*KUTIPAN TEKS*:
3.  Memberikan tempat khusus untuk berjualan di lokasi yang strategis sehingga pedagang kaki lima tidak menjadi masalah dalam penataan kota dan kemacetan lalu lintas. Selain itu, tempat berjualan dilengkapi dengan fasilitas penunjang seperti toilet umum, lokasi parkir kendaraan serta tempat pembuangan sampah. Lokasi berjualan ini juga ditata seindah mungkin sehingga dapat menjadi menarik bagi pengunjungnya.
4.  Apabila pemerintah tidak bisa untuk menyediakan tempat khusus bagi pedagang kaki lima, cara lain yang dapat dilakukan adalah pengaturan mengenai waktu untuk berjualan.
5.  Dalam melakukan penertiban harus menggunakan cara yang ramah, mengedepankan nilai-nilai kemanusiaan dan jauhi sikap paksa ataupun kekerasan.
6.   Pemerintah harus tegas dan konsisten dalam menjalankan kebijakan yang telah ditetapkan.

*DATA YANG DITAMPILKAN*:
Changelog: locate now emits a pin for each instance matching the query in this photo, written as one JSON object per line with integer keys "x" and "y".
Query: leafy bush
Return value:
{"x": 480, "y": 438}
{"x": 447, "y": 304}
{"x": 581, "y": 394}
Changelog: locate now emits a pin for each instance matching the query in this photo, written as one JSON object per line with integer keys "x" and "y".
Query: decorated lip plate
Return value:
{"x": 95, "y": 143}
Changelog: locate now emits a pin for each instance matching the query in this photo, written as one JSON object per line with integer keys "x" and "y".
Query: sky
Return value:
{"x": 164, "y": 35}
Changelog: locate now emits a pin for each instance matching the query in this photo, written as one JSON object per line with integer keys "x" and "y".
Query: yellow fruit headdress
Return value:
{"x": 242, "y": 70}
* * *
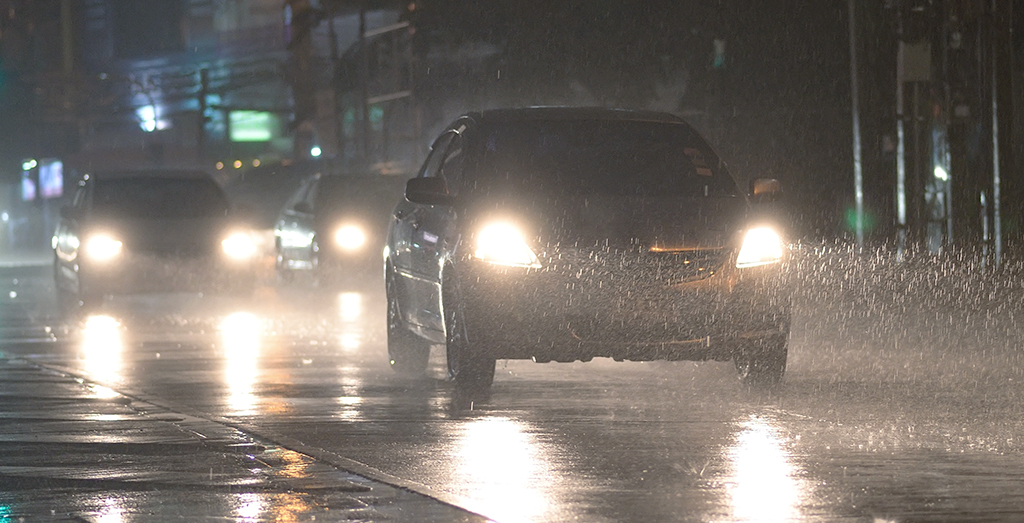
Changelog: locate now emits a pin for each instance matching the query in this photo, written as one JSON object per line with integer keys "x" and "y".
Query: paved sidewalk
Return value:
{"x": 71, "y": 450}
...
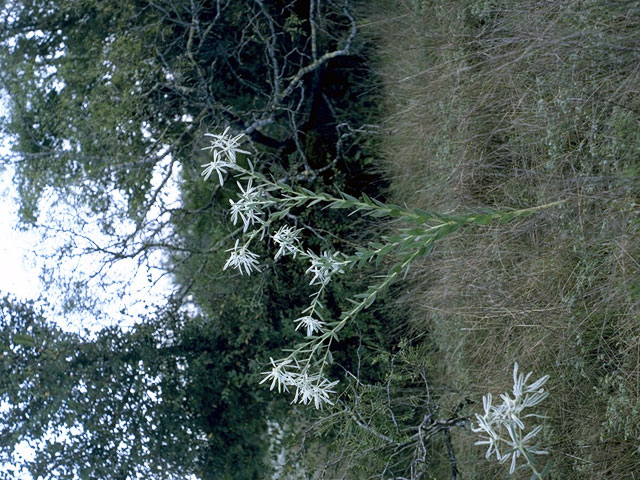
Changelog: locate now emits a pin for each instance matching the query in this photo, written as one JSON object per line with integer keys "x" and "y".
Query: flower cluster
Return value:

*SASARAN TUGAS*:
**A.** Jawablah pertanyaan berikut berdasarkan teks tentang penataan pedagang kaki lima.
(i) Fasilitas penunjang apa saja yang disebutkan untuk melengkapi tempat berjualan?
(ii) Jika pemerintah tidak bisa menyediakan tempat khusus bagi pedagang kaki lima, cara lain apa yang dapat dilakukan?
(iii) Sikap apa yang harus dijauhi dalam melakukan penertiban?
**B.** Perpanjang teks tentang penataan pedagang kaki lima, mulai setelah kalimat terakhirnya.

*JAWABAN SOAL*:
**A.**
(i) Toilet umum, lokasi parkir kendaraan, dan tempat pembuangan sampah.
(ii) Pengaturan mengenai waktu untuk berjualan.
(iii) Sikap paksa ataupun kekerasan.

**B.**
Penyelesaian masalah pedagang kaki lima dapat dicapai apabila memperhatikan kedua syarat berikut.
Pertama adalah adanya partisipasi. Karena menyangkut kepentingan umum, kepentingan pedagang kaki lima itu sendiri dan kepentingan pemerintah maka penggunaan ruang publik yang menjamin kepentingan semua pihak hendaknya dipecahkan bersama diantara ketiga pihak tersebut. Pemantauan penggunaan ruang publik tersebut dilakukan oleh ketiga pihak tersebut. Pemantauan penggunaan ruang publik tersebut dilakukan oleh ketiga pihak tersebut dan bila ada persoalan diselesaikan secara musyawarah dalam forum komunikasi yang dibentuk untuk itu. Dengan demikian bila selama ini pejabat yang bertanggung jawab terhadap ketentraman dan ketertiban pedagang kaki lima dikontrol oleh atasannya, sekarang juga dikontrol oleh masyarakat dan pedagang setempat.
Yang kedua adalah adanya konsistensi. Dalam menerapkan kebijakannya pemerintah daerah agar senantiasa konsisten, kebijaksanaan yang satu tidak bertentangan dengan kebijakan yang lain, pelaksanaan di lapangan sesuai dengan kebijakan yang sudah ditetapkan. Terhadap pedagang kaki lima yang melanggar ketentuan dikenakan tindakan sesuai dengan ketentuan yang berlaku tanpa pilih kasih, dan terhadap petugas yang melanggar prosedur juga dikenakan sanksi.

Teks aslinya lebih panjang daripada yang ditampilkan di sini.